### Dataset extract
*****

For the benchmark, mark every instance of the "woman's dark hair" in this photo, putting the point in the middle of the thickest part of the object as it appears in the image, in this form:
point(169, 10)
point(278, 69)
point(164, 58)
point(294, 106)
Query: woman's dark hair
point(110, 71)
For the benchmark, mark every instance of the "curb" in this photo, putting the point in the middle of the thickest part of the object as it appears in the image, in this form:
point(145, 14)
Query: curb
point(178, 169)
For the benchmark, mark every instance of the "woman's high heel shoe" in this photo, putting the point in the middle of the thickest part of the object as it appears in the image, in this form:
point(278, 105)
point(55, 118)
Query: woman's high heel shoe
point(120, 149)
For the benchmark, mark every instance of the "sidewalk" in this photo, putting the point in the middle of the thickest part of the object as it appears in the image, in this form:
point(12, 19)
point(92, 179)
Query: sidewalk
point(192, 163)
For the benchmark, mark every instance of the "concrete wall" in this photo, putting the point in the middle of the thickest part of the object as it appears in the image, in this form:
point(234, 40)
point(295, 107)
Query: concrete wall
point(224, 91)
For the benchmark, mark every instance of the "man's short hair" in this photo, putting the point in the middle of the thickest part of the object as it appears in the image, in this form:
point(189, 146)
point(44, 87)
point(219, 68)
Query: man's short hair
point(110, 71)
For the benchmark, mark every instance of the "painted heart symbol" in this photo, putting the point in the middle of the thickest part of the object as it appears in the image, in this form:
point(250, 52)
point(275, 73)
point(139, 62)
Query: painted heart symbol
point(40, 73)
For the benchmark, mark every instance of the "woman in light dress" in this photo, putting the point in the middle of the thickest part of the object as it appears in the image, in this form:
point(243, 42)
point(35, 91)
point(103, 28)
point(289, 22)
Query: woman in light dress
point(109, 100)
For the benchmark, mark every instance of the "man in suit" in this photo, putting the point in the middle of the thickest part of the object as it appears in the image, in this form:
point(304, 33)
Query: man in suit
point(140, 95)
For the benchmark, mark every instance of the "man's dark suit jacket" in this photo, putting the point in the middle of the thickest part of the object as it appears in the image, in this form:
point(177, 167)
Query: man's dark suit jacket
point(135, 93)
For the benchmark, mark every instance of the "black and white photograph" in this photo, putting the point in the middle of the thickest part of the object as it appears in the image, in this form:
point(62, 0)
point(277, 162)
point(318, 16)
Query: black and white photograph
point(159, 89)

*****

### What you need to do
Report each line in the data above that contains the word "light".

### Solution to the problem
For the benchmark, mark every instance of the "woman in light dress" in this photo, putting the point in the middle of the thickest part of the object as it appears in the image, in this form:
Query: woman in light dress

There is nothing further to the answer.